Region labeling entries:
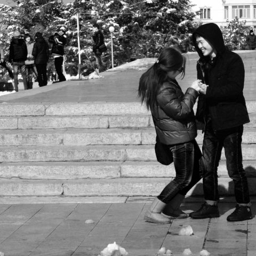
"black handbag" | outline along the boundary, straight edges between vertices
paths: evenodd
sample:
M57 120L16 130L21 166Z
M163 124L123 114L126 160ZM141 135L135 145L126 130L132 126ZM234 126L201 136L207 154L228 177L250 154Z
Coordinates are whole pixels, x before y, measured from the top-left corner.
M169 165L173 162L173 157L168 145L159 141L157 137L156 140L155 152L157 162L164 165Z
M107 50L108 49L107 48L107 46L106 46L105 43L103 43L101 45L99 46L99 51L100 52L106 52Z

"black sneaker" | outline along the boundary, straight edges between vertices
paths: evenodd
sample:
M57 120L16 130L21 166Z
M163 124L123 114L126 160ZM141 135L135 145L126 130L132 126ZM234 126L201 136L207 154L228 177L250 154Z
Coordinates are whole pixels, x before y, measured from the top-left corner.
M189 213L189 217L193 219L218 218L220 217L220 213L218 205L210 205L205 202L199 210Z
M252 219L250 206L243 206L237 204L235 211L227 218L228 221L242 221Z

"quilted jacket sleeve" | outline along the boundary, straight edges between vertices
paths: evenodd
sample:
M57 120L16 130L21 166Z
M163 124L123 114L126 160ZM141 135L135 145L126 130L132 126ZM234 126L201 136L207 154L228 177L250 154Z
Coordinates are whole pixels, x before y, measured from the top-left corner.
M188 88L185 95L181 91L178 87L167 87L157 97L159 106L166 115L179 120L186 119L191 115L198 96L197 92L193 88Z

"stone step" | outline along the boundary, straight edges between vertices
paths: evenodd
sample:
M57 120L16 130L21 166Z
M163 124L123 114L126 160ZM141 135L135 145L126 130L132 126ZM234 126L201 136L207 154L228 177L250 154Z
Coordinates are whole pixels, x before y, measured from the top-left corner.
M220 162L218 174L228 177L226 161ZM256 161L244 161L248 177L256 177ZM173 164L157 162L18 162L0 164L0 179L70 180L127 178L174 178Z
M202 144L203 133L196 140ZM149 129L0 130L0 146L151 145L156 132ZM243 143L256 143L256 127L246 127Z
M255 159L255 145L243 144L242 151L244 160ZM0 162L127 161L156 161L154 146L0 146Z
M145 115L1 117L1 130L146 128L154 127L150 113ZM256 113L245 127L256 127Z
M256 113L256 101L246 101L249 113ZM194 106L194 110L197 103ZM81 116L150 115L144 105L134 102L82 102L61 103L0 103L0 116Z
M153 196L159 195L171 178L134 178L84 180L0 180L0 196ZM220 196L234 196L229 178L218 179ZM250 195L256 194L256 178L248 178ZM202 196L202 181L187 196Z

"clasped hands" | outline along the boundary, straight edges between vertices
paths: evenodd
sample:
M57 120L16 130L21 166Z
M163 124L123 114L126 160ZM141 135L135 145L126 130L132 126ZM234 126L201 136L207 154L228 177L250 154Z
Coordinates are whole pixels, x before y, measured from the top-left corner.
M202 80L197 79L192 83L190 87L195 89L199 93L205 94L206 93L206 89L208 85L203 84L202 82Z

• STATED EXERCISE: Print out the material word for word, omitting the pictures.

• FULL ANSWER:
"black handbag" | outline along the boundary, straight edges between vertices
paths: evenodd
sample:
M57 120L16 130L21 166Z
M163 124L123 114L126 160ZM141 135L135 145L126 130L132 126ZM234 126L201 136L207 154L228 177L250 154Z
Coordinates are whole pixels, x before y, measured from the top-left corner.
M169 165L173 162L173 157L168 145L159 141L157 137L156 140L155 152L157 162L164 165Z
M107 50L108 49L107 48L107 46L106 46L105 43L103 43L101 45L99 46L99 51L100 52L106 52Z

"black sneaker" | outline along the boundary, straight edges between vertices
paths: evenodd
sample:
M57 120L16 130L21 166Z
M163 124L123 114L126 160ZM141 135L135 145L126 130L132 126ZM234 126L201 136L207 154L228 177L250 154Z
Coordinates are whole pixels, x before y, measured from the top-left corner.
M189 213L189 217L193 219L218 218L220 217L220 213L218 205L210 205L205 202L199 210Z
M252 219L250 206L243 206L237 204L235 211L227 218L228 221L242 221Z

"quilted jacket sleeve" | outline along the boundary, straight edges between vertices
paths: evenodd
sample:
M57 120L16 130L21 166Z
M163 124L123 114L126 160ZM141 135L135 145L126 130L132 126ZM234 126L201 136L207 154L228 177L250 154Z
Coordinates are whole pixels, x before y, measured from the top-left corner.
M188 88L185 95L181 91L178 87L167 87L157 97L159 106L166 115L179 120L186 119L191 115L198 96L197 92L193 88Z

"stone step" | outline along the boundary, straight edges between vertices
paths: evenodd
sample:
M57 120L16 130L21 166Z
M163 124L123 114L126 160ZM141 135L135 145L126 130L132 126ZM234 126L201 136L207 154L228 177L250 154Z
Coordinates are whole pixels, x before y, measured from the top-left corner.
M220 162L218 174L228 177L226 161ZM256 161L244 161L248 177L256 177ZM173 164L157 162L18 162L0 164L0 179L70 180L127 178L174 178Z
M202 144L203 133L196 140ZM149 129L0 130L0 146L151 145L156 132ZM243 143L256 143L256 127L246 127Z
M255 159L255 145L243 144L242 151L244 160ZM0 162L127 161L156 161L154 146L0 146Z
M145 115L1 117L1 130L146 128L154 127L150 113ZM256 113L245 127L256 127Z
M256 113L256 101L246 101L249 113ZM194 106L194 110L197 103ZM81 116L150 115L144 105L134 102L82 102L61 103L0 103L0 116Z
M153 196L159 195L171 178L134 178L84 180L0 180L0 196ZM220 196L234 196L229 178L218 179ZM250 195L256 194L256 178L248 178ZM202 196L202 181L187 196Z

"clasped hands" | outline along the boundary, straight edges between vertices
paths: evenodd
sample:
M57 120L16 130L21 166Z
M163 124L123 114L126 160ZM141 135L135 145L126 130L132 126ZM234 126L201 136L207 154L228 177L250 154Z
Coordinates are whole pixels, x before y, measured from the top-left corner.
M202 80L197 79L192 83L190 87L195 89L199 93L205 94L206 93L206 89L208 85L203 84L202 82Z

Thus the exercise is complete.